→ Request
Please extract each line in the material below that contains the word "wearing". Treat uppercase and lowercase as different.

→ Data shown
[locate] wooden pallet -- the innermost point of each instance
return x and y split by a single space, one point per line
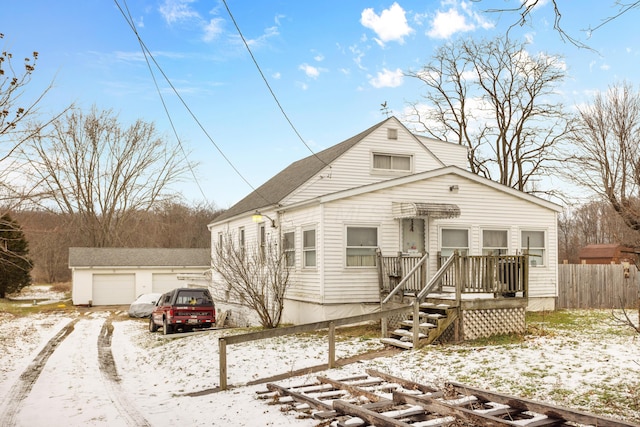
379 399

...

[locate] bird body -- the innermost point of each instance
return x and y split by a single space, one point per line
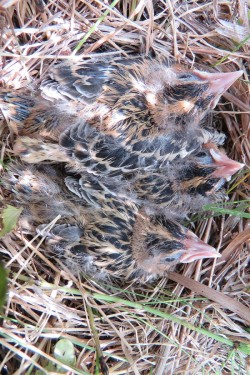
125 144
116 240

...

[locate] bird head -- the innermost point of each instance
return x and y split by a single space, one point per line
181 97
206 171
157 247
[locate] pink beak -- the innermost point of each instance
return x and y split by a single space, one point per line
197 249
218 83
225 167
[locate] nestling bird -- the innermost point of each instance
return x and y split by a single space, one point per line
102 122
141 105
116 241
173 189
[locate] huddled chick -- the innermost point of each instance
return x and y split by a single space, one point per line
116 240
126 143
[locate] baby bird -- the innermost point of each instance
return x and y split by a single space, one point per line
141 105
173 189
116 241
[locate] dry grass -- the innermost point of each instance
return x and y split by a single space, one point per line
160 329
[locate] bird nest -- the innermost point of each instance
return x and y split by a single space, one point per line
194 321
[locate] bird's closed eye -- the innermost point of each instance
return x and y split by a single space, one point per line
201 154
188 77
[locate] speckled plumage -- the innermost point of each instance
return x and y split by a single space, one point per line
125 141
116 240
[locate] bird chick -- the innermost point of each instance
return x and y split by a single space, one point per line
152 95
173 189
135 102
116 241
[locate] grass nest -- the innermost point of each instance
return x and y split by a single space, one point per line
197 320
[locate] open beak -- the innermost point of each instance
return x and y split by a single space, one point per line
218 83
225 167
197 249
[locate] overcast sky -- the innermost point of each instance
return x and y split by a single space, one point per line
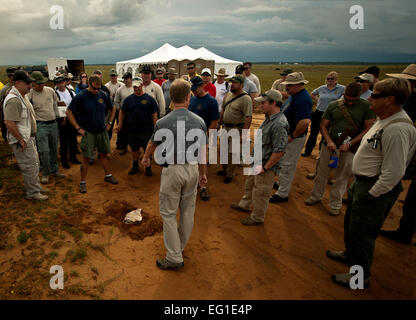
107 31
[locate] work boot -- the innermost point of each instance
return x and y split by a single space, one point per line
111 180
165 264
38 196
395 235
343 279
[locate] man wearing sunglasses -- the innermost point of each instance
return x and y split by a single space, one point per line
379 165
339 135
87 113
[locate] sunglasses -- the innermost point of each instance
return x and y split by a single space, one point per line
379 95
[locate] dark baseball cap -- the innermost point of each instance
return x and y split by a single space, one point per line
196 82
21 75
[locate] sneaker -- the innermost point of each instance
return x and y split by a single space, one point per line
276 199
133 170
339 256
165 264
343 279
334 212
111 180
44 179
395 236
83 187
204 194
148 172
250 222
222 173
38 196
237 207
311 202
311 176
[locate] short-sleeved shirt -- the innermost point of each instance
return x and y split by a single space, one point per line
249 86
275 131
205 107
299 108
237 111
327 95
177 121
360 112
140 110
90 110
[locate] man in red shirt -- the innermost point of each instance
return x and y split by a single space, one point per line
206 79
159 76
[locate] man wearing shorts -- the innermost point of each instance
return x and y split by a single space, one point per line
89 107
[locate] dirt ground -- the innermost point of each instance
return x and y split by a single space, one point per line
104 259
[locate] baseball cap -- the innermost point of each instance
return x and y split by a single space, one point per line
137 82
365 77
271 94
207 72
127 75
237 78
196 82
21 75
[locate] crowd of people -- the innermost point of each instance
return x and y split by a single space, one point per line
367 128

→ The answer
[locate] man wearing sunglasses -- the innermost point of each instance
[locate] man wearing shorts -- the innermost point of each instance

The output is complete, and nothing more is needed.